Try it: Every line below must be given again exactly.

Provided records:
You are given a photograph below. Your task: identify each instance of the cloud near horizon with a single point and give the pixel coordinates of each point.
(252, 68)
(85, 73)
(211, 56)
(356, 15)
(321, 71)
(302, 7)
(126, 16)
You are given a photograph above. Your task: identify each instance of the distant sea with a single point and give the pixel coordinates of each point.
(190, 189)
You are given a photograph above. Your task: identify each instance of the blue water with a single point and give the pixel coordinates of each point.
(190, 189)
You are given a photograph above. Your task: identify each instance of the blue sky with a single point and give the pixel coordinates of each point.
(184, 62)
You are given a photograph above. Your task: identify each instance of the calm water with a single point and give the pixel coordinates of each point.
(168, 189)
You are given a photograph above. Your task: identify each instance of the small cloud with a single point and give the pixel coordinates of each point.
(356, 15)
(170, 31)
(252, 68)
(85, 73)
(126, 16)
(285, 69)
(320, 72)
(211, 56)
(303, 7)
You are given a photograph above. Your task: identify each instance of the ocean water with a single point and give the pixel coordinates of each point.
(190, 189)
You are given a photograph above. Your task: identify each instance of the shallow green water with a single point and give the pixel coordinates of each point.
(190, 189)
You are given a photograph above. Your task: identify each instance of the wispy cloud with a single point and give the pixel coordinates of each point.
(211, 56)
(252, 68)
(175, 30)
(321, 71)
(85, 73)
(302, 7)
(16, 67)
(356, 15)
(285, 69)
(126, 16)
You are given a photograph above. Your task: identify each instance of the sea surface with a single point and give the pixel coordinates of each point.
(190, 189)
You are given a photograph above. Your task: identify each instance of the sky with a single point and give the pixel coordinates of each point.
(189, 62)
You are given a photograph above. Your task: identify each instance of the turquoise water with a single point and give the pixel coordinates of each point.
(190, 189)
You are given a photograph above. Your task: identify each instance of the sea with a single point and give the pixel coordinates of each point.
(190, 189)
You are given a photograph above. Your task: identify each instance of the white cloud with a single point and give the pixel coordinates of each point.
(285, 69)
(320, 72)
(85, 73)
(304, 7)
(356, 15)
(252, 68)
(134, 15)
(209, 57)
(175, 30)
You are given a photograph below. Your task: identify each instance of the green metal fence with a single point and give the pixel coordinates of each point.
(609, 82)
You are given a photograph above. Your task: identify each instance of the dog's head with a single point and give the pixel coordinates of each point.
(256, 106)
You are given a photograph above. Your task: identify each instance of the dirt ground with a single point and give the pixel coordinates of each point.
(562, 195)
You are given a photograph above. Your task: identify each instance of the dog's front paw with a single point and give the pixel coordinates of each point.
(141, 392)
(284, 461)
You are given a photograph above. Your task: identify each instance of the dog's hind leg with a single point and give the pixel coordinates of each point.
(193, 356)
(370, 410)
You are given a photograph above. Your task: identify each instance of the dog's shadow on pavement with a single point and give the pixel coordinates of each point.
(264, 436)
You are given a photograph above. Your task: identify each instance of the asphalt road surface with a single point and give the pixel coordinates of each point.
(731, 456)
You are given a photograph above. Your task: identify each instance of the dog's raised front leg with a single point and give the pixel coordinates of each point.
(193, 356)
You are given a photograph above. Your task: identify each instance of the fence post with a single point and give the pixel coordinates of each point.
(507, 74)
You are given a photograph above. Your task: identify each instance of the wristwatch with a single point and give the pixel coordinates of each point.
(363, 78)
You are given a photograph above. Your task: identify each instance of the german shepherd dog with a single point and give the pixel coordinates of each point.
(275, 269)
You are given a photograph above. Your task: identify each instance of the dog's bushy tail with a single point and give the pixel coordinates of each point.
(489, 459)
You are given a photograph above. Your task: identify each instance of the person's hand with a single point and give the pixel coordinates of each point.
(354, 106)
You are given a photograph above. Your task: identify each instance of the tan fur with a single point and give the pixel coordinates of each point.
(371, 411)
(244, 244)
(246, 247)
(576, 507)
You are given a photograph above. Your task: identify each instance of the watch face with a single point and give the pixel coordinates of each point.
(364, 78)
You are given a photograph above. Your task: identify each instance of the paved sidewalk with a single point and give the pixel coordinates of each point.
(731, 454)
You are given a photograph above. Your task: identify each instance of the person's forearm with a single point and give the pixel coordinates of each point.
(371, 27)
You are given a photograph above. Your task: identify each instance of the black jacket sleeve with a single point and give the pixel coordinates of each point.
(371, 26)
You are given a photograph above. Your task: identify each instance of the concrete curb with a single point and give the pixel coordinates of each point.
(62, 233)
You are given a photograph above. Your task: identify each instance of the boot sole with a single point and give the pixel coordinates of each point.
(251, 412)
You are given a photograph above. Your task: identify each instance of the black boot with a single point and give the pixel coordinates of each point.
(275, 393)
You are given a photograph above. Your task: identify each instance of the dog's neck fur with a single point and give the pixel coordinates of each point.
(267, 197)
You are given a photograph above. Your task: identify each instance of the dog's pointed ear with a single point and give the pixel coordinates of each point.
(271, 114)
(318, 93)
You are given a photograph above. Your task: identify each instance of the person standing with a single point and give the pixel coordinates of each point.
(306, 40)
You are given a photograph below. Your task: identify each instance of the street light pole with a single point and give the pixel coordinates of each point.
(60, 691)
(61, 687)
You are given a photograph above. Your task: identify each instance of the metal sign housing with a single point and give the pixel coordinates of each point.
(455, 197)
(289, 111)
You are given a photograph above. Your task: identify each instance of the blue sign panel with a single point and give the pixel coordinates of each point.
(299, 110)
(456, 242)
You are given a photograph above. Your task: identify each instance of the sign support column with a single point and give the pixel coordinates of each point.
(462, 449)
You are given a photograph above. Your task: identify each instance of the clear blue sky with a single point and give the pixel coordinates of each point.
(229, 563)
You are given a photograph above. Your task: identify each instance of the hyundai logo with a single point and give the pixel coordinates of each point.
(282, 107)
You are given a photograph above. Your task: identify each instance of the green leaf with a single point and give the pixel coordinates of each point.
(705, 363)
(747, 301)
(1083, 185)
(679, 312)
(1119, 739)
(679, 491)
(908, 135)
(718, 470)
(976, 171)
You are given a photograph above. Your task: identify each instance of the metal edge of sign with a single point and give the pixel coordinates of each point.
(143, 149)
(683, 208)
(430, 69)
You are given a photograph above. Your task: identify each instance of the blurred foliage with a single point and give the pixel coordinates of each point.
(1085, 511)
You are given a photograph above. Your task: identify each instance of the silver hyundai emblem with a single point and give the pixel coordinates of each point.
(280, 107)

Solution to this problem:
You are given a photograph below. Your task: identify each instance of the cloud near horizon with a single point and give the pixel coordinates of each point.
(252, 68)
(85, 73)
(211, 56)
(356, 15)
(321, 71)
(302, 7)
(126, 16)
You are given a photograph above. Your task: identify each instance of the distant sea with a single point and give the pixel coordinates of each point.
(190, 189)
You are given a photograph above. Your task: identify each instance of the blue water with a single point and give the pixel coordinates of each point.
(190, 189)
You are given a photograph above. Your task: identify each instance of the blue sky with a single point and give the pixel coordinates of each point.
(184, 62)
You are given a photograph above. Your task: identify each instance of the calm water with a single point and give the pixel coordinates of each point.
(168, 189)
You are given a photograph above. Your task: identify each instance of the small cloud with a single point and give the pixel coordinates of each point.
(356, 15)
(170, 31)
(252, 68)
(85, 73)
(126, 16)
(285, 69)
(320, 72)
(211, 56)
(303, 7)
You are given a photograph above. Your task: identify each instance of the ocean water with a single point and give the pixel coordinates of each point.
(190, 189)
You are given a photograph above. Your task: identify each instance of the shallow green water with a single point and give the pixel coordinates of each point.
(190, 189)
You are given a photograph above. Your task: identify each instance of the wispy cloud with a single point and give the pixel coordinates of each point.
(211, 56)
(252, 68)
(175, 30)
(321, 71)
(85, 73)
(302, 7)
(16, 67)
(356, 15)
(285, 69)
(126, 16)
You are given a photograph above. Your task: identify each instance of the sea surface with a single point and give the pixel coordinates of each point.
(190, 189)
You are given a photograph above. Your task: identify each instance of the sky with a single point and give the pixel coordinates of each point.
(189, 62)
You are given a photograph above. Your task: identify each instance of the turquoise water with a single point and give the pixel coordinates of each point.
(190, 189)
You are given a photograph above. Your task: identify each instance of the sea with a single point and give the pixel coordinates of each point.
(190, 189)
You are given a photograph above. Your task: identify each instance of the white cloud with a single point and give the pixel coordinates of each point.
(285, 69)
(320, 72)
(85, 73)
(304, 7)
(356, 15)
(252, 68)
(134, 15)
(209, 57)
(175, 30)
You are given a photograph below. Your task: identify each instance of the green metal fence with a single point and give the pixel coordinates of each point.
(609, 82)
You are given a photograph above. Your task: identify each instance of the dog's head with a single point and give the pixel coordinates of each point.
(256, 106)
You are given a photograph above. Your task: identify each instance of the dirt ground with a single point and give the pixel coordinates of each point.
(562, 195)
You are given a photograph above. Your task: identify each instance of the dog's front paw with a single point and give the pixel coordinates of each point.
(141, 392)
(284, 461)
You are given a photograph above. Your task: identify each instance of the dog's hind leg with a single point and give the pixel coordinates of each point.
(193, 356)
(370, 410)
You are given a photograph above. Your task: identify each instance of the dog's shadow on pavement with a single point and give the pixel coordinates of each point.
(264, 436)
You are given a photograph above. Your task: identify each instance of the asphalt road surface with a single point and give the pixel coordinates of each point.
(731, 456)
You are given a photograph above. Your task: identify each instance of the dog's raised front leg with a single point and give the pixel coordinates of each point.
(193, 356)
You are given a photograph above. Your task: identify each instance of the fence post with a single point and give the pixel coordinates of each point.
(507, 74)
You are given a photograph above. Your task: identify each instance of the wristwatch with a single point and give the pixel coordinates of each point.
(363, 78)
You are given a photograph above. Your task: identify each instance of the german shepherd dog with a single point and give the pixel coordinates of each point.
(275, 269)
You are given a photograph above. Your task: identify each instance of the dog's bushy tail with a single point and give the pixel coordinates of each point.
(489, 459)
You are given a photograph above. Your task: identify each instance of the person's hand with a single point and give the pixel coordinates of each point.
(354, 106)
You are given a photograph above. Your task: identify each instance of the tan fur with a single point and give the pixel coordinates of each point.
(371, 411)
(244, 244)
(246, 247)
(576, 507)
You are given a photograph above. Your task: identify each instance of the watch face with a single point and give the pixel coordinates of each point.
(364, 78)
You are given a photograph above. Your task: identify each instance of the paved sidewalk with a single point and give the pixel coordinates of each point.
(731, 454)
You are given a photograph above. Your task: identify each instance of the person's forearm with a single point and give the pixel coordinates of each point.
(371, 27)
You are given a photograph above. Your task: identify each instance of the black jacket sleeve with a single point and give the pixel coordinates of each point.
(371, 26)
You are given a photograph above. Your task: identify each instance of the concrete curb with a single point and give the pixel coordinates of each point.
(62, 233)
You are given a photograph above. Your task: identify each instance of the boot sole with a single point and give the pixel coordinates of each point.
(251, 412)
You are given a photograph above. Your task: identify each instance of the black boot with a single point and give the pixel coordinates of each point.
(275, 393)
You are given a photograph above. Your task: identify each instance of the dog's neck fur with a single point and give the pixel coordinates of each point.
(267, 197)
You are given a photograph above. Your task: identify each instance of the dog's pointed ear with a single point and give the pixel coordinates of each point.
(271, 114)
(318, 93)
You are given a photograph above. Your task: identify each instance of the person standing with a single point and give the pixel coordinates of each point.
(306, 40)
You are given a photograph below. Your task: identify each instance of the street light pole with a single point and give the pixel coordinates of each point.
(60, 691)
(61, 687)
You are given a photograph above. Your task: identify each instance of the metal sign housing with a single point and give the pixel coordinates of each point.
(455, 197)
(289, 111)
You are given a photograph above. Your task: identify each instance of the blue sign panel with a single point and give the pixel coordinates of each point.
(299, 110)
(456, 242)
You are given a photograph above. Your task: identify each instance of the sign support column with a single point and give the pixel coordinates of each point.
(462, 449)
You are given a photograph above. Your task: identify each instance of the clear blue sky with a single point and give the pixel coordinates of each point.
(229, 563)
You are given a photograph above. Your task: identify each instance of the hyundai logo with a single point and give the pixel coordinates of each point.
(282, 107)
You are given a photograph above. Your task: identify each instance of the green leaf with a single point and give the pixel coordinates of each point.
(705, 363)
(747, 301)
(1083, 185)
(679, 312)
(1119, 739)
(679, 491)
(908, 135)
(718, 470)
(976, 171)
You are given a photograph above. Your task: identify each instance of the metal edge of sign with a single point and give the pixel coordinates of each point.
(143, 149)
(683, 208)
(430, 69)
You are given a photograph above. Your task: identify each instance of the blurred foliage with a single point and give the pixel coordinates of each point.
(1085, 511)
You are given a photograph above. Your task: identify each instance of the silver hyundai emblem with a single point and give the pixel coordinates of each point.
(280, 107)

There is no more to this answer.